--- Data for analysis ---
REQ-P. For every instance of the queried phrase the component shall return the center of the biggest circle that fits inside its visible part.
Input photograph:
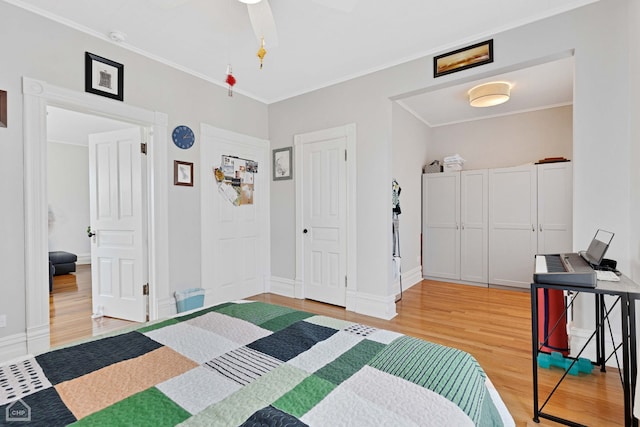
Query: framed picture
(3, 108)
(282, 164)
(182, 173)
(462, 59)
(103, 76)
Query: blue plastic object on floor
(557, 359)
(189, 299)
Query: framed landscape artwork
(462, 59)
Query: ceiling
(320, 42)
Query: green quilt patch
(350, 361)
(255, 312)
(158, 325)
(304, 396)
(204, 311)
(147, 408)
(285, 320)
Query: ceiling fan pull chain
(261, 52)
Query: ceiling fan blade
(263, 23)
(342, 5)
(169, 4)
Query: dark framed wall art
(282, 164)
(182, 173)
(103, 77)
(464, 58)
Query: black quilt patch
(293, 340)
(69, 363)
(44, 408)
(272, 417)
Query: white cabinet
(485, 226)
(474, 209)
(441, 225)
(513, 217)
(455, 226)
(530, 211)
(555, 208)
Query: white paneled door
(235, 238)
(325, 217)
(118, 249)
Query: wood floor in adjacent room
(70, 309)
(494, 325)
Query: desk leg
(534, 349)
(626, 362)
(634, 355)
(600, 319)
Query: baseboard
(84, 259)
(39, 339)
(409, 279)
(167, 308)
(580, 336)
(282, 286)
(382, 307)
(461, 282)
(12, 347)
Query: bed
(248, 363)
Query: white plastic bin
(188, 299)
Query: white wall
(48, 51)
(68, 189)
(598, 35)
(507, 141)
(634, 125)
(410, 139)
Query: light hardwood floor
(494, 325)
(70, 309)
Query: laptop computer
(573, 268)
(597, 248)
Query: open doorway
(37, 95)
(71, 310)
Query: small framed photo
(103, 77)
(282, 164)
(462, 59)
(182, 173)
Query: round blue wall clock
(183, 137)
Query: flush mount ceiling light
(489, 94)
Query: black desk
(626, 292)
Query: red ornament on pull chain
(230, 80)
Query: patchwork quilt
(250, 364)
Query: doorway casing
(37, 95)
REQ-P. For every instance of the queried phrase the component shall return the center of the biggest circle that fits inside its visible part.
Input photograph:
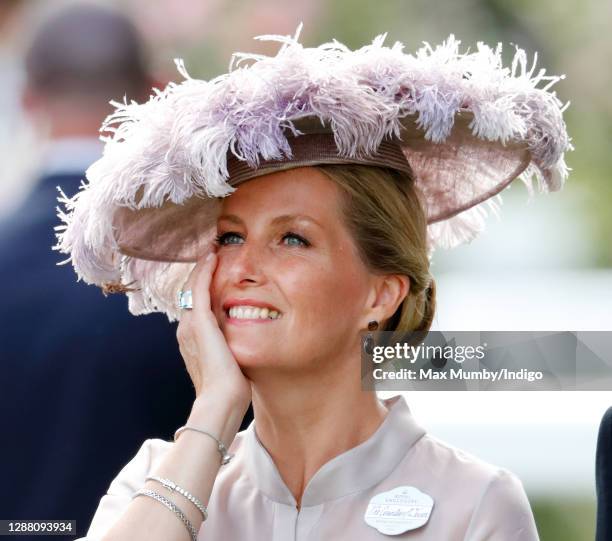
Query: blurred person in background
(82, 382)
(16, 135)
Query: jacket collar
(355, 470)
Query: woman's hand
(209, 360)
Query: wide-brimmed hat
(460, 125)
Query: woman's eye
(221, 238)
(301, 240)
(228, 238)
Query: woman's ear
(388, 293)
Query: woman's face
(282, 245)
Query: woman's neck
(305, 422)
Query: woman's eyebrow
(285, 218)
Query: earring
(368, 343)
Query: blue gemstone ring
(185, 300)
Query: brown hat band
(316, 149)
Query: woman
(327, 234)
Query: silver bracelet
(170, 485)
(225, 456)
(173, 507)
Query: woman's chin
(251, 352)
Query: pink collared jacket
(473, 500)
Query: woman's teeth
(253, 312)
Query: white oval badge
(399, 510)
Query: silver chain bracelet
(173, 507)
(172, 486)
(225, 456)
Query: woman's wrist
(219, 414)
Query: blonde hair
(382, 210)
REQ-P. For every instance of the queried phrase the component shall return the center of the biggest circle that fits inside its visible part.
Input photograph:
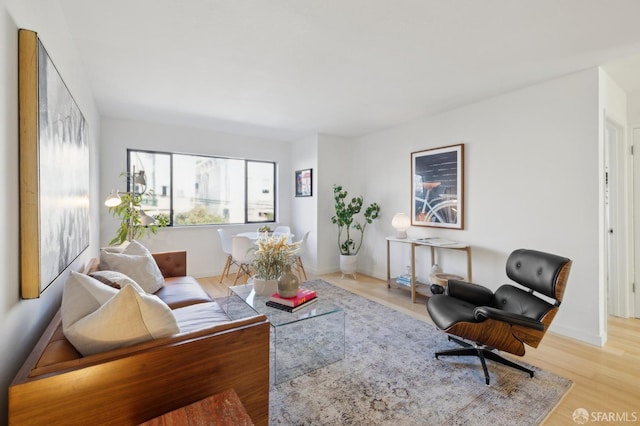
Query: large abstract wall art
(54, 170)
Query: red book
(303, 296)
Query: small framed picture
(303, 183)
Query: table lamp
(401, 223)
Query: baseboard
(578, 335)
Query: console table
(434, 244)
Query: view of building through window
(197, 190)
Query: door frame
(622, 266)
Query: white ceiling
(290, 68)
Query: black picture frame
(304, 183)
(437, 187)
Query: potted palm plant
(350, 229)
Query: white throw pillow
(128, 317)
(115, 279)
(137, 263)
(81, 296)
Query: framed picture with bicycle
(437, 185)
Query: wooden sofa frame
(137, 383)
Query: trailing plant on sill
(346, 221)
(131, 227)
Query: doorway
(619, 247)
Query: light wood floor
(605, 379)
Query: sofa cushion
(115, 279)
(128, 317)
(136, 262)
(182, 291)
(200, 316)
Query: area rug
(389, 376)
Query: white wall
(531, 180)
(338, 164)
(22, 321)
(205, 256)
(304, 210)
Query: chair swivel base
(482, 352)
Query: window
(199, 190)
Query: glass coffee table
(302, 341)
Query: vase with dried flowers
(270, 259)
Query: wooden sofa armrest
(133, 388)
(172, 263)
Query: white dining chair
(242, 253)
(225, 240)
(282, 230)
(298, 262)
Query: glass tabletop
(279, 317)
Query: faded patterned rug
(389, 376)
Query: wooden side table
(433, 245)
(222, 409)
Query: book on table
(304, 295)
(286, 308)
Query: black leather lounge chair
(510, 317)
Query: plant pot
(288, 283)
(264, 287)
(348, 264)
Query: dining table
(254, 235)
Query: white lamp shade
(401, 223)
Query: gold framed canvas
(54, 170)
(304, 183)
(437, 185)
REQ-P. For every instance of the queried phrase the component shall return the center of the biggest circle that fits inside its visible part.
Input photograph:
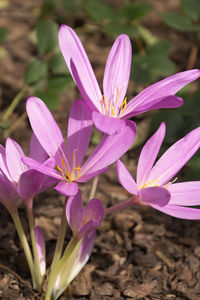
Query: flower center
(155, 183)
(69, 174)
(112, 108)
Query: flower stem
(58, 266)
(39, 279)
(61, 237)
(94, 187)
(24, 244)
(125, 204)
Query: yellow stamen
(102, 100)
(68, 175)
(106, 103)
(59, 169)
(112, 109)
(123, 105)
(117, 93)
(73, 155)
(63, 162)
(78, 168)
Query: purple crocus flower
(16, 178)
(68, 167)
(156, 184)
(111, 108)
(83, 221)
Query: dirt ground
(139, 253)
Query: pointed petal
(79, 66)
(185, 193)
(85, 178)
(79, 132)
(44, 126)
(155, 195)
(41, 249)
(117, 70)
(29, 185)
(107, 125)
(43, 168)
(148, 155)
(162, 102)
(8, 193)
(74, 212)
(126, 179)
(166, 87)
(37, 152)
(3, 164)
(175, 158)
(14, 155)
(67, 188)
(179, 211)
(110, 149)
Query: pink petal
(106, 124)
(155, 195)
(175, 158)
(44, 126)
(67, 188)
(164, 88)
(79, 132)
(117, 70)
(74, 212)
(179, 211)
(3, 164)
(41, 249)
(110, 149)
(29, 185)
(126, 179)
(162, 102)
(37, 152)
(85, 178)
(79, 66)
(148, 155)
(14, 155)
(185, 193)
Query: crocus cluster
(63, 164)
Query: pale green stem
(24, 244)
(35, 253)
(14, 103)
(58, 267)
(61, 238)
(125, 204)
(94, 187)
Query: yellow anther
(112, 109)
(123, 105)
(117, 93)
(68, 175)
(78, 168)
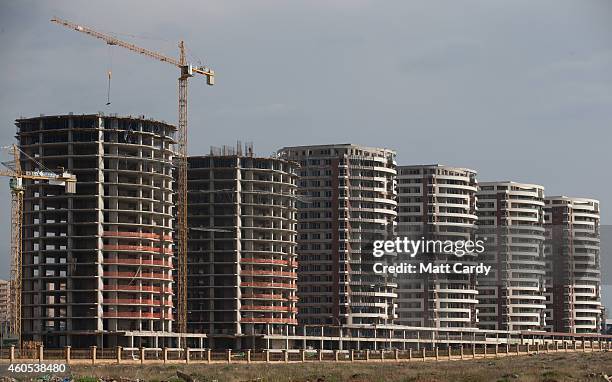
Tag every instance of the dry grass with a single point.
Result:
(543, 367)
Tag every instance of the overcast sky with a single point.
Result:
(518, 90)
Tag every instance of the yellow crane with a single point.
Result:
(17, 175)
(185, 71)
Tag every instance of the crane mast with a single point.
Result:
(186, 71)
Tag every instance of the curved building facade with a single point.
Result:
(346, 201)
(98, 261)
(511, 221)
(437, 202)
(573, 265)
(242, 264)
---
--- Data for analysis ---
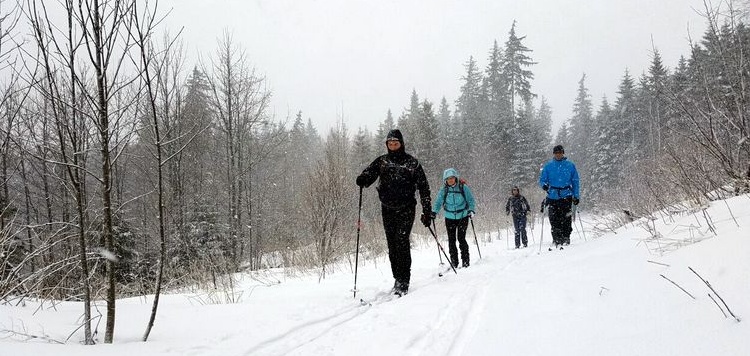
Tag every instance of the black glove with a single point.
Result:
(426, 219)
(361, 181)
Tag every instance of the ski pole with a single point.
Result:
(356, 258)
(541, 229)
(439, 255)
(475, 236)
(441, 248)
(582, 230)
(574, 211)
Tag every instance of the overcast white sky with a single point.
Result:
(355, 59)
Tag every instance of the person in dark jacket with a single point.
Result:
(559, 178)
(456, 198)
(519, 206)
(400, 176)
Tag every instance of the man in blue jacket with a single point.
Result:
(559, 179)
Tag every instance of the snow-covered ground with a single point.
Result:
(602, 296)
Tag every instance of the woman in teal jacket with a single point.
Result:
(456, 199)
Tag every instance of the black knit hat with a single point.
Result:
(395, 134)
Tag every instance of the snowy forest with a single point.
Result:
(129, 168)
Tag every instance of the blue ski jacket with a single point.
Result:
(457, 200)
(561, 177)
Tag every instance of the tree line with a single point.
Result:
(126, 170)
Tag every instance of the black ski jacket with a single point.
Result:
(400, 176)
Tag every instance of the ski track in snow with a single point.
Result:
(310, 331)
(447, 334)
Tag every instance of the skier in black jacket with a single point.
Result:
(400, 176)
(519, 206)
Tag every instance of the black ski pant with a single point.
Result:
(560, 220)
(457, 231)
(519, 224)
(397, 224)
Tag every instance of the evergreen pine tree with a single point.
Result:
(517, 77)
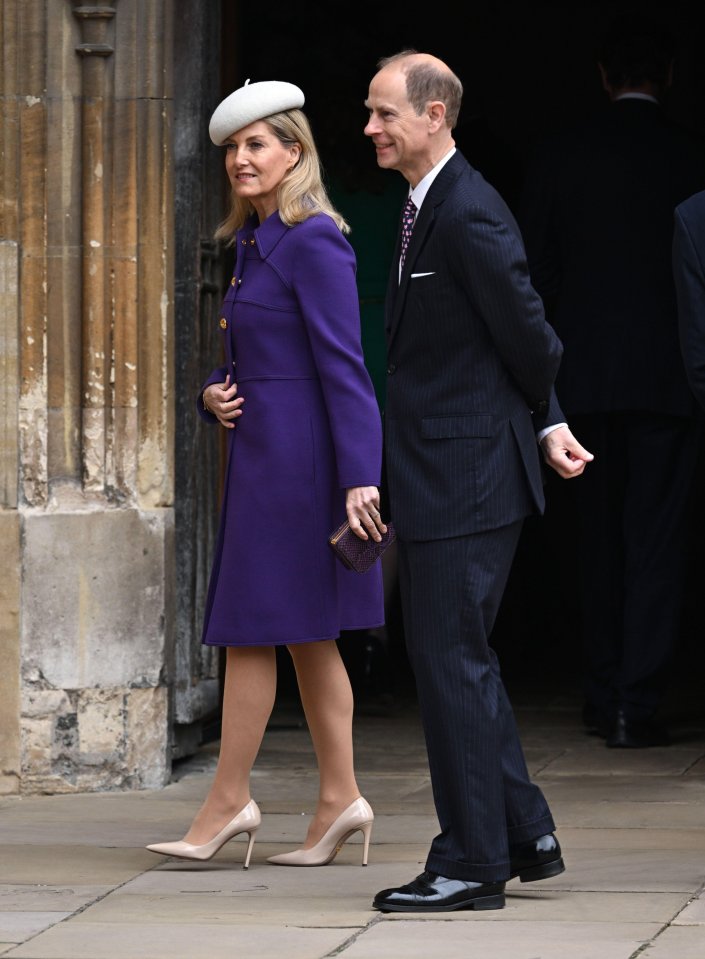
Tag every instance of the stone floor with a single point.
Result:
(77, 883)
---
▸ Assignment
Write out every line from the data above that includes "tree".

▸ Solution for this exercise
Tag every instance of the tree line with a single point.
Tag every instance of the evergreen pine tree with a single point.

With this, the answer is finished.